:: INFORMATION PROVIDED ::
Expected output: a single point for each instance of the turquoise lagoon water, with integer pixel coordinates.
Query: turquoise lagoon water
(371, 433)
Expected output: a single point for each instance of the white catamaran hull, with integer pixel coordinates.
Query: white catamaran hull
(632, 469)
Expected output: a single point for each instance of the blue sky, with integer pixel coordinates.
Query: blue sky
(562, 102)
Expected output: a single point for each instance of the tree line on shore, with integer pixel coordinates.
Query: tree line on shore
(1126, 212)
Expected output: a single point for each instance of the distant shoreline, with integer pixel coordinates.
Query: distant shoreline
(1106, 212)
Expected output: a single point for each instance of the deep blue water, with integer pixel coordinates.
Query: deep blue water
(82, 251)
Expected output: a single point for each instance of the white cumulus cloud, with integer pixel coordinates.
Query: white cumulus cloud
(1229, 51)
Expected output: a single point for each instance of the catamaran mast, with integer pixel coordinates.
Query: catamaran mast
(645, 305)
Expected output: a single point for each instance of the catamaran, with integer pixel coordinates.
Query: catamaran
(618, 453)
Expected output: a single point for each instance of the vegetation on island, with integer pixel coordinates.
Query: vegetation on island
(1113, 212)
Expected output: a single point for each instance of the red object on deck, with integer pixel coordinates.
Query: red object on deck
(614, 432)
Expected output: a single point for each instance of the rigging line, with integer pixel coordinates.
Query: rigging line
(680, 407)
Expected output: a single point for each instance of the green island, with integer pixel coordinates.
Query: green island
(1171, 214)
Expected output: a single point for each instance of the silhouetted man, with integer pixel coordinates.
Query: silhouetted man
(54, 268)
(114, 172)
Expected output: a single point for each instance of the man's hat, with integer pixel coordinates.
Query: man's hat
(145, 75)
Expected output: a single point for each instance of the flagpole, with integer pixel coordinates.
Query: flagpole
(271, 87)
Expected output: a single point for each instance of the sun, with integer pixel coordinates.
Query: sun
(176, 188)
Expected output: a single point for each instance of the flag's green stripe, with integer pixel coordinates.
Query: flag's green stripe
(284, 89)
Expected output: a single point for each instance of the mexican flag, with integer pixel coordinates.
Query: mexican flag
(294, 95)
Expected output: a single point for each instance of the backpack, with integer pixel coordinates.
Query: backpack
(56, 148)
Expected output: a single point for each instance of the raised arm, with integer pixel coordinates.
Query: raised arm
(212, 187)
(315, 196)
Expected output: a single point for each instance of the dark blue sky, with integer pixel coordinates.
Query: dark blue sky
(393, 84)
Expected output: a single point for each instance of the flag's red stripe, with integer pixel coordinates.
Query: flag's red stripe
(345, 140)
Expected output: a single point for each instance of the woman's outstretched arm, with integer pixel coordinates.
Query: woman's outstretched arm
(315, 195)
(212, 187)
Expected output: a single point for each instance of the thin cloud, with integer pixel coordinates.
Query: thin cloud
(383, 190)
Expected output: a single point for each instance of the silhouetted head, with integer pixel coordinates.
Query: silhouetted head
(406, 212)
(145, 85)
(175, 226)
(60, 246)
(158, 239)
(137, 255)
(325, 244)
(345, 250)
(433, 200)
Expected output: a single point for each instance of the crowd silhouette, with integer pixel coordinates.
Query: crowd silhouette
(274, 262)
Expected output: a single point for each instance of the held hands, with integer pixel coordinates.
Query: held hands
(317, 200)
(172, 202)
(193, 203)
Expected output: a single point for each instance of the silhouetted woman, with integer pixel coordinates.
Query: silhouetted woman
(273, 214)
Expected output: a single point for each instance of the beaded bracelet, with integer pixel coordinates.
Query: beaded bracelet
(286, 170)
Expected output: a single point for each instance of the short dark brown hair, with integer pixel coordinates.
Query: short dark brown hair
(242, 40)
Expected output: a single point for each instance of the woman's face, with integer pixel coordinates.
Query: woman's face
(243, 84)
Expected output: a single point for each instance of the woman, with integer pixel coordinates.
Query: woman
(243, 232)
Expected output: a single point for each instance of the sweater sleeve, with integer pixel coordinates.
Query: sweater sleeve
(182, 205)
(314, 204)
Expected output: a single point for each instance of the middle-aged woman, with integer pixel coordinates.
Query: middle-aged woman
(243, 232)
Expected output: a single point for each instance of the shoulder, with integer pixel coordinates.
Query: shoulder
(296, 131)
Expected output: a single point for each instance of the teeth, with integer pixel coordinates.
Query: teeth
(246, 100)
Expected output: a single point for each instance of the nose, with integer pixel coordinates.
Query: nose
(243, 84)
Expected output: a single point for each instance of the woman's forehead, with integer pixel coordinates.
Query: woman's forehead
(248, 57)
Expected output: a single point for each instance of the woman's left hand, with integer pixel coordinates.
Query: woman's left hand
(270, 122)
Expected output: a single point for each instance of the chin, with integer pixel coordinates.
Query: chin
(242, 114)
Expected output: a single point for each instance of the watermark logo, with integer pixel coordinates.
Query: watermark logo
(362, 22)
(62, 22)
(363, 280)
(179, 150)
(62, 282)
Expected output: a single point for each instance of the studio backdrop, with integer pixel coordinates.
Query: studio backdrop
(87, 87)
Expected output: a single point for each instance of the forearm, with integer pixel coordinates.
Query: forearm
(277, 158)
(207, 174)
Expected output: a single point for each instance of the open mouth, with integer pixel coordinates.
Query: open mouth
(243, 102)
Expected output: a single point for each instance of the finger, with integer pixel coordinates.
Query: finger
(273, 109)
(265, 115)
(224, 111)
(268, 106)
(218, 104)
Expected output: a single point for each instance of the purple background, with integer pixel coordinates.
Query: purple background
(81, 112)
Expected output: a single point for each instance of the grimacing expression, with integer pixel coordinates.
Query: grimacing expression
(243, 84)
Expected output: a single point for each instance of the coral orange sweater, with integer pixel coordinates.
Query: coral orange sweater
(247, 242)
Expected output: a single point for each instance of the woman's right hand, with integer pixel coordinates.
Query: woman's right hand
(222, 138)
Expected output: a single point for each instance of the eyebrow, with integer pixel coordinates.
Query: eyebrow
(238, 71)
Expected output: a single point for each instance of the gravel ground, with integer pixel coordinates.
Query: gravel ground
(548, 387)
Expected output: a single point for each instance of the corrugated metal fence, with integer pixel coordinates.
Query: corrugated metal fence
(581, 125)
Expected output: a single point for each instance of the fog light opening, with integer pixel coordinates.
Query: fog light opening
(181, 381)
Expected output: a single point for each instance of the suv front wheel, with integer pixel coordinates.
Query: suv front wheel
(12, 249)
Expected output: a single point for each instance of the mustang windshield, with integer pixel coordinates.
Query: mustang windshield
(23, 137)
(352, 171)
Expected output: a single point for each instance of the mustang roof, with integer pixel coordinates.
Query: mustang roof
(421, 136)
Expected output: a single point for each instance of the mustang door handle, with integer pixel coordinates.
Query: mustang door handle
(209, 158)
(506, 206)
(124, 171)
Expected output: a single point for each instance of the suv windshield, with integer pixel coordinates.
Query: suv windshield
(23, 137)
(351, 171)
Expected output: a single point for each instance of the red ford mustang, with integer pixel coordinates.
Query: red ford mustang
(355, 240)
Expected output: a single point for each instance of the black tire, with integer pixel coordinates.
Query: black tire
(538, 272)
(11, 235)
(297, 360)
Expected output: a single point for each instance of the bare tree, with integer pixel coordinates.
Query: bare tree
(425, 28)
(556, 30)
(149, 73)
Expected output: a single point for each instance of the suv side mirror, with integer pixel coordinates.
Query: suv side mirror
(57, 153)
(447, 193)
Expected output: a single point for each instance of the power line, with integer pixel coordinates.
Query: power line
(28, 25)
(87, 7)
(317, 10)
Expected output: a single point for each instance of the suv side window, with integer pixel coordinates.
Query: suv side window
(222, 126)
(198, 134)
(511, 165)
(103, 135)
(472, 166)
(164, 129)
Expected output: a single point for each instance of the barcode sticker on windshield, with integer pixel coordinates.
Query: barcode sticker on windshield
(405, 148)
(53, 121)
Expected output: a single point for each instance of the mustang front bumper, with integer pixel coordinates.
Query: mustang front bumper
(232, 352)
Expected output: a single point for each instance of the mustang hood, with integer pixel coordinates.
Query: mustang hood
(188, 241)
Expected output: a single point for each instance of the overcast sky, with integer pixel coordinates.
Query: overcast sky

:: WORK REQUEST ::
All lines above from the one holding "forehead, with integer pixel coordinates." to the one holding "expression, with integer pixel coordinates.", inclusive, are to be copied exactly; no other line is wanted.

:: RESPONSE AREA ::
Expected output: a single point for each instance of the woman's forehead, with integer pixel coordinates.
Query: woman's forehead
(248, 57)
Expected output: a single point for each instance of the woman's left hand, with integer pixel coordinates.
Query: woman's left hand
(270, 122)
Expected output: a single point for each instance of the chin, with integer pixel coordinates.
Query: chin
(242, 114)
Expected output: a single point for each instance of the watermark logo, with integer pixel coordinates.
Query: watermark logo
(362, 22)
(62, 22)
(363, 280)
(179, 150)
(62, 282)
Expected output: a single point for each instance of the studio backdrop, with integer pixel coordinates.
Query: studio backdrop
(87, 87)
Expected output: a single point for each instance of the forearm, with integer pixel coordinates.
Query: forearm
(277, 158)
(207, 174)
Expected output: a single point for each instance of the open mouth, with integer pixel coordinates.
Query: open mouth
(243, 102)
Expected output: a single point for each instance of the finger, with integer pixel coordinates.
Query: finger
(273, 109)
(265, 115)
(224, 111)
(268, 106)
(218, 104)
Expected output: a single point for each instance of the purple background, with integer pixel coordinates.
Query: purple background
(81, 112)
Expected output: a single point for each instance of the grimacing expression, with integer pixel coordinates.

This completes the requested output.